• **RAW DATA**:
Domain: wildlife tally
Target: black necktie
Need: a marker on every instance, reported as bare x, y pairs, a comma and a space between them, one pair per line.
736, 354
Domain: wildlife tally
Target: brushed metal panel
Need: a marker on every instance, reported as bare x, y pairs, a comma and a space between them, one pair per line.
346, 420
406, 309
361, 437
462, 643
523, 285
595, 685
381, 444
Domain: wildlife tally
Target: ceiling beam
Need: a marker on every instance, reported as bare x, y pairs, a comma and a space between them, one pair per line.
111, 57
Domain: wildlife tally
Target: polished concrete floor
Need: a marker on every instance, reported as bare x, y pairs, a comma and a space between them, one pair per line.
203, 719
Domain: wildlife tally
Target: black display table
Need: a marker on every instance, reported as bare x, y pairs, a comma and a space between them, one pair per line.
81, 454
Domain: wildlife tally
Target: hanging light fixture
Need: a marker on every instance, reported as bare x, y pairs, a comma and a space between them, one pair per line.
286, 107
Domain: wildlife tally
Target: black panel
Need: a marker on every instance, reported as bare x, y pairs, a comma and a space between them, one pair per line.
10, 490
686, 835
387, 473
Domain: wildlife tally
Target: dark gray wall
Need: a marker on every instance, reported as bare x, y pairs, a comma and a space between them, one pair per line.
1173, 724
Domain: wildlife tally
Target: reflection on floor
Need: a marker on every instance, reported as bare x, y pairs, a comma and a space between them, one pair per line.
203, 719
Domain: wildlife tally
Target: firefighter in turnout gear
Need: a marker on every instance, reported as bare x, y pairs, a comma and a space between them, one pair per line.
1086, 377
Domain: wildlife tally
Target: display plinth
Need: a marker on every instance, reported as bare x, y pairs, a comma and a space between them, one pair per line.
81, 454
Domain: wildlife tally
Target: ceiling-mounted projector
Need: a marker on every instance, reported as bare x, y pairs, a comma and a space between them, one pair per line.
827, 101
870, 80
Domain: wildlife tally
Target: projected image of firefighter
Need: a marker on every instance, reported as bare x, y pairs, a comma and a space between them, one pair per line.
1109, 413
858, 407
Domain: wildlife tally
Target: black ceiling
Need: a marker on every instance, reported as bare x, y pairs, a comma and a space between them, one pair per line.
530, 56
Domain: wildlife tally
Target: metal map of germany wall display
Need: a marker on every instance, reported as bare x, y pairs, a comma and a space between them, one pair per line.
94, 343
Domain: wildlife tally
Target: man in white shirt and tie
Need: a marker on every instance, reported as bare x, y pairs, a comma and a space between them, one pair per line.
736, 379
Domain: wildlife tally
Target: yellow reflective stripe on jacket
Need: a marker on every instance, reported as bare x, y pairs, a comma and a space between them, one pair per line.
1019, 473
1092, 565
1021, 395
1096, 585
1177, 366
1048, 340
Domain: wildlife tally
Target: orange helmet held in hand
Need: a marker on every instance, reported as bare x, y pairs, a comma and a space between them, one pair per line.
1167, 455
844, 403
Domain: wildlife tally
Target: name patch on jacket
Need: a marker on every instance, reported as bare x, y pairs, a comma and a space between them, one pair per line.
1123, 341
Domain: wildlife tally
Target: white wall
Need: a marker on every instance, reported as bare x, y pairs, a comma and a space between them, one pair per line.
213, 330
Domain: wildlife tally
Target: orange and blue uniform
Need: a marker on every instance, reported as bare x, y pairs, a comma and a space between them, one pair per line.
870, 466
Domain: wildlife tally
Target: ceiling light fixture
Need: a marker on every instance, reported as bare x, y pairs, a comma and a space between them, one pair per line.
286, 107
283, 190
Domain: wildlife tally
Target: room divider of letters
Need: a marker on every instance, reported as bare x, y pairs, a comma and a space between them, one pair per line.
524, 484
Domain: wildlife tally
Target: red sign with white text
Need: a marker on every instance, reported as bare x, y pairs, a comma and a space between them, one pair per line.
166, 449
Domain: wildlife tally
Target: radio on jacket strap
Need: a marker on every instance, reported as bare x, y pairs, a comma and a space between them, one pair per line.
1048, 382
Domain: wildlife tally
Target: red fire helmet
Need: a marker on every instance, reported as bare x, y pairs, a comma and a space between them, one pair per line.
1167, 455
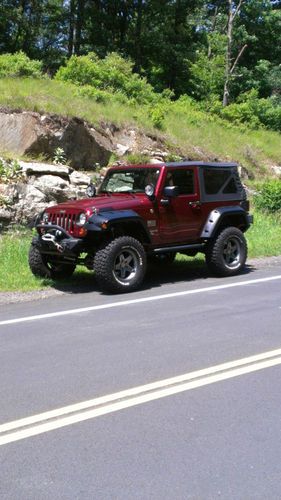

• **WHAT IS NEEDED**: Identify every line in the records above that contains the word "light", and copy each of those lines.

• **ANSWER TO THIS PROBLEM**:
Target: hanging light fixture
Target: ceiling light fixture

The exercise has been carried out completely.